» Task objective
Please give back every entry in full, word for word, but none of the pictures.
....
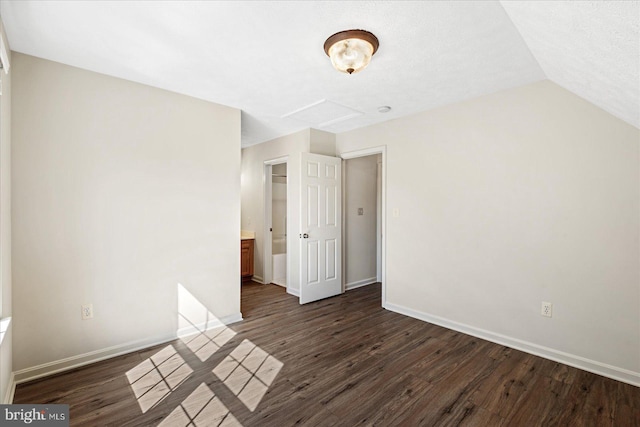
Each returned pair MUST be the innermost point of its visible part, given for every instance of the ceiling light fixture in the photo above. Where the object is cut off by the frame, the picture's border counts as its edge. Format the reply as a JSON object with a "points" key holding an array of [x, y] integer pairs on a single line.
{"points": [[350, 51]]}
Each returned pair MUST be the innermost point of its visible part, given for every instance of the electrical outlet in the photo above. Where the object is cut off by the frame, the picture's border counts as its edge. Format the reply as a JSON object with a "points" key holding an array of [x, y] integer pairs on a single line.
{"points": [[87, 311], [546, 309]]}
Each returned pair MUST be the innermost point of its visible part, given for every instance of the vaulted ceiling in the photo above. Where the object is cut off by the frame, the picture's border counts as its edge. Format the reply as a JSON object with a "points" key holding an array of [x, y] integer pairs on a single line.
{"points": [[267, 59]]}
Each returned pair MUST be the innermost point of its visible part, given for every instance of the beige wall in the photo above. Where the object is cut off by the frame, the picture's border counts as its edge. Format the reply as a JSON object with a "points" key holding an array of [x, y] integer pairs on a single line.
{"points": [[511, 199], [6, 349], [120, 192], [360, 234]]}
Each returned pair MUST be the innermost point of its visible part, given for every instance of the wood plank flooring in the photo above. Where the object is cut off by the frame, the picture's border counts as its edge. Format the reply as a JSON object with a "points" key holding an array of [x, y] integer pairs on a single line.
{"points": [[343, 361]]}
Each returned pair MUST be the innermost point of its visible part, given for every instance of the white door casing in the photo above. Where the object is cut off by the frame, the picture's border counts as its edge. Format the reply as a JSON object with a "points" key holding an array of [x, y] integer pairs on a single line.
{"points": [[320, 227]]}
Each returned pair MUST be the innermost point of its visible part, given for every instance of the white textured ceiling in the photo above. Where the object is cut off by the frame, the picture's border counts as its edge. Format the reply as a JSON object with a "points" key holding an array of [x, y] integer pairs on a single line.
{"points": [[591, 48], [267, 59]]}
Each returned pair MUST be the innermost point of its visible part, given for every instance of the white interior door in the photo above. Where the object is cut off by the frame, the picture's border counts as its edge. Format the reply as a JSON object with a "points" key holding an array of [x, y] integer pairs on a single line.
{"points": [[321, 227]]}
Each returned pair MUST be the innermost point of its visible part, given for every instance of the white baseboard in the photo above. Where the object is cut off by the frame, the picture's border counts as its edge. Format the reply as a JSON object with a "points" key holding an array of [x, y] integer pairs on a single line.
{"points": [[50, 368], [579, 362], [11, 390], [359, 283]]}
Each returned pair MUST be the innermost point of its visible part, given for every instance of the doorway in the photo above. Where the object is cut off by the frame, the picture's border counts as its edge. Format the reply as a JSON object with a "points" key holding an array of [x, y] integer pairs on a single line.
{"points": [[364, 200], [276, 213], [279, 224]]}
....
» Answer space
Each returned pair MUST be the innermost point of its visible part, given for every instance of the ceiling light fixture in the photo above. Where the object is cut off by the frame, the picture's border counts as its edge. Format the reply as a JSON object with a "points" key holding an array of [x, y] integer pairs on a single line.
{"points": [[350, 51]]}
Each returned pair MUST be the innermost point of its visible part, given for every instance of the electrical outlet in the photo above. Where the object is cut off by the frame, the picture's border counts as its edge. Format the reply as a JSON object with a "points" key holding an array of [x, y] integer pairs on a single line.
{"points": [[87, 311], [546, 309]]}
Each returned pair MUST be the innermost point of its visible part, given for every instance of the vaulted ceiling in the photo above. Where the object is cut off by the frame, the picture's border counts as its edge. Format the reply as a JSON object with a "points" key holding an array of [x, y] integer pairs on a single line.
{"points": [[267, 59]]}
Each returned pair MUST be the innermost point of its visible part, given for every instance of the beige wall in the photo above. Where the object is cut off by the frame, the picture's border counts as its edge. Format the reply as a JSON object with a "points" key holding an array of [x, y] integer pairs on a single line.
{"points": [[511, 199], [6, 349], [120, 192], [360, 234]]}
Each returned pair MUST be the innermost point of its visible part, given for every instance of the wood plank flooring in the photo above. Where the object is cut off by the frame, the picture's border counts as its edge. Format the reply as a JSON object with a "points" key holding an array of [x, y] integer pairs on a single line.
{"points": [[343, 361]]}
Each returned pair MUST be the innermost point of its visible part, given for every instance of the white door casing in the photo above. Where the object is cut off by the frame, the picture's border counts as its edge. Format the reply as a JSON object with a "points" key holding an array of [x, y] integer pairs on a single line.
{"points": [[320, 227]]}
Each returned pair MUST be the innermost point of its visible part, given for every instance of the white textured ceiling in the photo above. Where the object is cut off by the frame, the picture's border counts as its edge. Format the reply as a JSON object with a "points" key holding an array of [x, y] integer pairs on a single line.
{"points": [[591, 48], [267, 59]]}
Each returned pair MUST be the innermost point of its visible part, given for every instance of the white interior door in the photo above. Where the object is cut off by the frame, the picture's border counts as its edge. Format the reply as a JSON object with a "points" key holding an array of [x, y] integer pairs on a single line.
{"points": [[321, 227]]}
Each returned pair MUST be the innermost point of its visible part, given for every instance of the white baseboard in the photo above. Where the object is cut off by the frame, the picture's border counts as its edge. Format the reply as a JSON object with a "points" key holding an array of [x, y] integer pairs on a single line.
{"points": [[50, 368], [579, 362], [11, 390], [359, 283]]}
Each returned pair MUST be the innermost point of its visible part, given for every instance of the doorway in the photo above. Where the object is cut off by the frame, the picture's border counts as its edge. Format the reply as a JSON object with a "points" key holding an array of [x, y] integer pairs on a single line.
{"points": [[364, 200], [276, 213], [279, 224]]}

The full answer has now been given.